--- Stated goal 1 ---
Shift every bounding-box coordinate in the answers by adding -143, and write out the lines of data again with the requests included. Do this only for the lines starting with the one containing "Verification task: confirm whether any shelf" and going on through the one containing "left=189, top=342, right=237, bottom=487".

--- Article ---
******

Working with refugees in Italy!

Overall, I had a lifechanging experience in Italy with Projects Abroad. As a future social worker who wants to work with refugees in the future, I was really excited for this experience and to gain experience in my future career. This experience really gave me a hands on experience to help with my career and has become increasingly important when it comes to my job for the next year. Throughout my time in Italy, I was able to work with Syrian refugees and refugees from African countries, along with working with the local population. Most of the time, I was in a community building role where we were working on integrating peace in the community. This was done whether working with a children's summer camp or with the local women.

I also had a great time with the other volunteers and staff members. I stayed in a newly redone house with 5 other volunteers. Once more volunteers came, it was a great experience and we created some really strong bonds. All of the volunteers ate meals together, had social events, and worked on the projects together. The bonds that I made with other volunteers are ones that will last awhile and I was able to connect with so many other young adults who were interested in the same ideas that I am. It was a great networking opportunity! The staff was also mostly wonderful. There was a bit of a managerial changeover while I was in Italy, which caused a lot of tension and caused many of the projects to not be completed. If the staff turnover had been resolved more quickly, I feel like I could really have made an impact on the project- it was just unfortunate timing.

******

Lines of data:
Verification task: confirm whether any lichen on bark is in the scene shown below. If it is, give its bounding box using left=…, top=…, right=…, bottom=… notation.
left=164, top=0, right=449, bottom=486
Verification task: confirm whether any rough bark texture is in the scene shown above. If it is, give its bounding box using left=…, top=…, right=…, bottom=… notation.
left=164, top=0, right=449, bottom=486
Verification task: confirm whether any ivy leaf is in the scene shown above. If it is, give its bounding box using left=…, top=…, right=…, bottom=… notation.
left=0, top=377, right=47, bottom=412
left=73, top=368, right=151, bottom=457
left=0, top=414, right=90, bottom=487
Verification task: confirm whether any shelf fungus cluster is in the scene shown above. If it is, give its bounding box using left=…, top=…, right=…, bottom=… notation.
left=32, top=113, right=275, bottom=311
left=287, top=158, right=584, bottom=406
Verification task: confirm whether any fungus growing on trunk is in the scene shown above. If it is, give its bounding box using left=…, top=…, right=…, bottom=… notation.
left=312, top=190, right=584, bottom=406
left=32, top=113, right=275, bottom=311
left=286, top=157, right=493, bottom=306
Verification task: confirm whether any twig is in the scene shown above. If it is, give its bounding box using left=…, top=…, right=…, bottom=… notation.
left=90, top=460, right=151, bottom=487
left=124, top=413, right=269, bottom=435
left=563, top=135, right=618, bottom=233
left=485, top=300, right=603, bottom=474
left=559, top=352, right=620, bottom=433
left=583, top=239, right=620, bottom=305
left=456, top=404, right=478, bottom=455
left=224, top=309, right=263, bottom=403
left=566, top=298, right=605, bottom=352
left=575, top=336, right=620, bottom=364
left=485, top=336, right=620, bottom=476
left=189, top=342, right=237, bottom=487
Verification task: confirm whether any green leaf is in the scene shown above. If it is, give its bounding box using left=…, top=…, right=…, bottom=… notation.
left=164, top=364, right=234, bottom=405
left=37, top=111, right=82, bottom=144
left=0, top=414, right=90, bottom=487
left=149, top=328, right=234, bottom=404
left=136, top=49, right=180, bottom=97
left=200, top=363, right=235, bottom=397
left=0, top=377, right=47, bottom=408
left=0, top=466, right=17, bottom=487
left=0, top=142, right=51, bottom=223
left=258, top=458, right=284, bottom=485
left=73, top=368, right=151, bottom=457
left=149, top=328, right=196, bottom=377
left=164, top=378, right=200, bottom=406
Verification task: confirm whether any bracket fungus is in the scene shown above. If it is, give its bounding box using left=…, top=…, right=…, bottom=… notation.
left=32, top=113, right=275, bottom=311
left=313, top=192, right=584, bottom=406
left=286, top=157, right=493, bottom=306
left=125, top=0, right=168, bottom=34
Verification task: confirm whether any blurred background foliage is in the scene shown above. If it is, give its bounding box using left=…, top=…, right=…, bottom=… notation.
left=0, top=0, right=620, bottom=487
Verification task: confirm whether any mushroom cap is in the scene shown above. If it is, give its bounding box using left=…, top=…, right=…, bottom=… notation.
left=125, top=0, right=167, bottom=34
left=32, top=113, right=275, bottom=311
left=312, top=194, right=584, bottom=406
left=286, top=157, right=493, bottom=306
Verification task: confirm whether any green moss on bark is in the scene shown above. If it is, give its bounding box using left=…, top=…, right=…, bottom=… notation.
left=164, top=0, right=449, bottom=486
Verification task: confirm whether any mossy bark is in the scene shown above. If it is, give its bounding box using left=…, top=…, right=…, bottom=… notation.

******

--- Stated goal 2 ---
In the account of working with refugees in Italy, what are all the things the volunteers are said to have done together?

--- Expected output 1 ---
Verification task: confirm whether any shelf fungus cluster is in the scene shown above. If it is, give its bounding box using left=…, top=…, right=…, bottom=… notation.
left=-111, top=-30, right=132, bottom=168
left=144, top=15, right=441, bottom=263
Verification task: confirm whether any fungus growing on trunk is in the scene shown above. If it is, give its bounding box using left=…, top=…, right=…, bottom=… notation.
left=169, top=47, right=441, bottom=263
left=-111, top=-30, right=132, bottom=168
left=143, top=14, right=350, bottom=163
Verification task: confirm whether any twig is in the scene shown above. If it is, give its bounding box using left=…, top=…, right=…, bottom=… notation.
left=-53, top=317, right=8, bottom=344
left=-19, top=270, right=126, bottom=292
left=420, top=-8, right=475, bottom=90
left=342, top=157, right=460, bottom=331
left=416, top=209, right=477, bottom=290
left=440, top=96, right=477, bottom=162
left=313, top=261, right=335, bottom=312
left=81, top=166, right=120, bottom=260
left=423, top=155, right=462, bottom=209
left=432, top=193, right=477, bottom=221
left=342, top=193, right=477, bottom=333
left=46, top=199, right=94, bottom=344

--- Expected output 2 ---
- Ate meals together
- Had social events
- Worked on the projects together